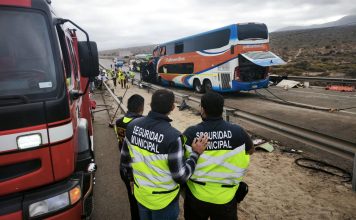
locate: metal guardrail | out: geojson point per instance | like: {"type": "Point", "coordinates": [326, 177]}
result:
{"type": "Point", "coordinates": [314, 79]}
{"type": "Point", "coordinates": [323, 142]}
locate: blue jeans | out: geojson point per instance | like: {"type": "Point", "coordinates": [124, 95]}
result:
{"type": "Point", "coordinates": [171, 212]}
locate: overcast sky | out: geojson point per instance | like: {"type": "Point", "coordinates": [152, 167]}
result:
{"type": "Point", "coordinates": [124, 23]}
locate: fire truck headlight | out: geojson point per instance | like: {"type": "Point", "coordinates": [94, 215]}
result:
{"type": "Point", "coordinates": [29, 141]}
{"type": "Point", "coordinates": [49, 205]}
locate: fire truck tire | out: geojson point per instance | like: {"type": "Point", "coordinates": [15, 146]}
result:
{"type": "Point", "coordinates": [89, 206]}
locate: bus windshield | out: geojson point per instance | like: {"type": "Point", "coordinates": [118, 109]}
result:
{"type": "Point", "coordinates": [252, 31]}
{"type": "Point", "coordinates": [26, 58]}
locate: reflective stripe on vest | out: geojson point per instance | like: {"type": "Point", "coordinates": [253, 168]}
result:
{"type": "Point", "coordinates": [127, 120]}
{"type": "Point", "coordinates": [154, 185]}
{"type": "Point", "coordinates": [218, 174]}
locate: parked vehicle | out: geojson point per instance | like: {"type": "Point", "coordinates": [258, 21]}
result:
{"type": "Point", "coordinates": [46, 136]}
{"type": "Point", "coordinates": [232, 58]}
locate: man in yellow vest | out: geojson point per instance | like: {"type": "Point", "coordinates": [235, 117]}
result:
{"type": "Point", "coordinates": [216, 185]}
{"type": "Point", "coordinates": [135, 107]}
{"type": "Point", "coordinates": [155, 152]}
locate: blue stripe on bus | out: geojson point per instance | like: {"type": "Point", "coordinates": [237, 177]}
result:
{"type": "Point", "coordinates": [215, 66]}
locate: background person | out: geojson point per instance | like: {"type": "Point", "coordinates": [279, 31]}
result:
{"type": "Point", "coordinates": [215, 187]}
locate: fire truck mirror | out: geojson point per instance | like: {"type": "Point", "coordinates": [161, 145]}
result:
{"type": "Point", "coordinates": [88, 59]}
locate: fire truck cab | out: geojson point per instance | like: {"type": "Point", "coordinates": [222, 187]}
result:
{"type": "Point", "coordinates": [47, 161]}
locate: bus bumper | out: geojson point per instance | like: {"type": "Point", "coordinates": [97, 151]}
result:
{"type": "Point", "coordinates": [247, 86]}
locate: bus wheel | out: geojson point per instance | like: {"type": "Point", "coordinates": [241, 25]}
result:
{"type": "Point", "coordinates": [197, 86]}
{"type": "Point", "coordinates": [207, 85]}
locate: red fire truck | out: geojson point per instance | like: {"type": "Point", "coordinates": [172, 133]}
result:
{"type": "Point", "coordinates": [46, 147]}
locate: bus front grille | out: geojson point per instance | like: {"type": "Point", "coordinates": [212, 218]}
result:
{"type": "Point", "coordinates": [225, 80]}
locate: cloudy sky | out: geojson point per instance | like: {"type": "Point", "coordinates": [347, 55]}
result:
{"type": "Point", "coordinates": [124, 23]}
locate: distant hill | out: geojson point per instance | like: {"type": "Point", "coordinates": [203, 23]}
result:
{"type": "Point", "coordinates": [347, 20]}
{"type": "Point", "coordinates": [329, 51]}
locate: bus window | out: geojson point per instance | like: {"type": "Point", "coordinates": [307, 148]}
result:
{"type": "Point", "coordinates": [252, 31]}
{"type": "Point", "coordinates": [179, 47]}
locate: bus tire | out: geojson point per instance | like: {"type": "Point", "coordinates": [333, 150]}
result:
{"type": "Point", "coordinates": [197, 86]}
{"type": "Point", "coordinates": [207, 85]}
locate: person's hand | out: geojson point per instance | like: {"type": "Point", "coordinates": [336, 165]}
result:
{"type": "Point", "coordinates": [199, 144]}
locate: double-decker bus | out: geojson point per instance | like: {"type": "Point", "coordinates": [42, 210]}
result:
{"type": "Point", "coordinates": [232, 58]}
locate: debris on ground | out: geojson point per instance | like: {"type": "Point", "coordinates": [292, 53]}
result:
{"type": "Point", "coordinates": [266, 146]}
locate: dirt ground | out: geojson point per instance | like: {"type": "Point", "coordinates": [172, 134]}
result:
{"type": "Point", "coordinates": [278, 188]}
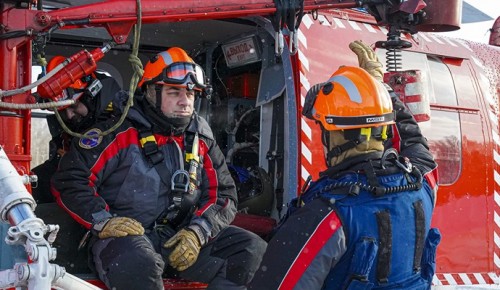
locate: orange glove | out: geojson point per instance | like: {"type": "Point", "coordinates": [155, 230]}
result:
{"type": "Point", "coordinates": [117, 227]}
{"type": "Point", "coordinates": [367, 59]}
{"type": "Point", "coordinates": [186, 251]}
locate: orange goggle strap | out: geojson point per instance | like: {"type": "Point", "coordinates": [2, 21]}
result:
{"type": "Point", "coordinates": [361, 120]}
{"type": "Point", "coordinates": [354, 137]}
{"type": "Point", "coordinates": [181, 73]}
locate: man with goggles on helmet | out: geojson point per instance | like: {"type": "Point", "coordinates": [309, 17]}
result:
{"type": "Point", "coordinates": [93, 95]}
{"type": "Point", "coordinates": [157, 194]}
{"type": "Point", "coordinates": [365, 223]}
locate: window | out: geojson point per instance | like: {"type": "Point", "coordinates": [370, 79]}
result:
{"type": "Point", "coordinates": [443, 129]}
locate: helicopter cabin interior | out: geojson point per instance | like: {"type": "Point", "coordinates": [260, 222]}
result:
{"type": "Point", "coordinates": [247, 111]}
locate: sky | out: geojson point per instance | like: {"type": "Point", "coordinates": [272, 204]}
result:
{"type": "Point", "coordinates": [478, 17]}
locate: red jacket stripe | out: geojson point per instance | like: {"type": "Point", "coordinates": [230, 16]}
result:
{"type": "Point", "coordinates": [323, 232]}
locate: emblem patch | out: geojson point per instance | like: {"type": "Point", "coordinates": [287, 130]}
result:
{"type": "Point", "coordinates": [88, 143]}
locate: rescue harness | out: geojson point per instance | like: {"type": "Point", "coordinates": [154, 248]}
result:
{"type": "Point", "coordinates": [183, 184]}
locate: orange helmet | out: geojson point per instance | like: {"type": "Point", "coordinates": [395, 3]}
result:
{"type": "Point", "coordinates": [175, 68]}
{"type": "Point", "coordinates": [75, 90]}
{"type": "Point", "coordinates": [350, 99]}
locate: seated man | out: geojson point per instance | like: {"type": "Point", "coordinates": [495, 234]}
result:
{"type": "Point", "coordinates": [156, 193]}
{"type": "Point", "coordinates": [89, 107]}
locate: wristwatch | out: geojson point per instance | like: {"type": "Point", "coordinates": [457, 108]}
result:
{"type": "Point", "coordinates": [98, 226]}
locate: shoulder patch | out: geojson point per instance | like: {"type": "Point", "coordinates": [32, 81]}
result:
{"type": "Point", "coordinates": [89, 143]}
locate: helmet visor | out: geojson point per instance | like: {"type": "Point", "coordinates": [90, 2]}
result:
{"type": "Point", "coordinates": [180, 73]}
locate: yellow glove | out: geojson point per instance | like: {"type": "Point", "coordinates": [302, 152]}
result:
++++++++
_WHAT YOU HAVE TO DO:_ Quote, word for word, every line starting at the one that contains "locate: wristwatch |" and ending with the final line of the entries.

_FINAL RESULT:_
locate: wristwatch | out: geojson point per instance | like: {"type": "Point", "coordinates": [457, 108]}
result:
{"type": "Point", "coordinates": [98, 226]}
locate: shoulder patch | out: geojson point per instance | like: {"type": "Point", "coordinates": [32, 81]}
result:
{"type": "Point", "coordinates": [89, 143]}
locate: helmet visor | out: geojson point per instance | like: {"type": "Point", "coordinates": [90, 2]}
result:
{"type": "Point", "coordinates": [180, 73]}
locate: yellow glove | out: geojson point per instance | like: {"type": "Point", "coordinates": [302, 152]}
result:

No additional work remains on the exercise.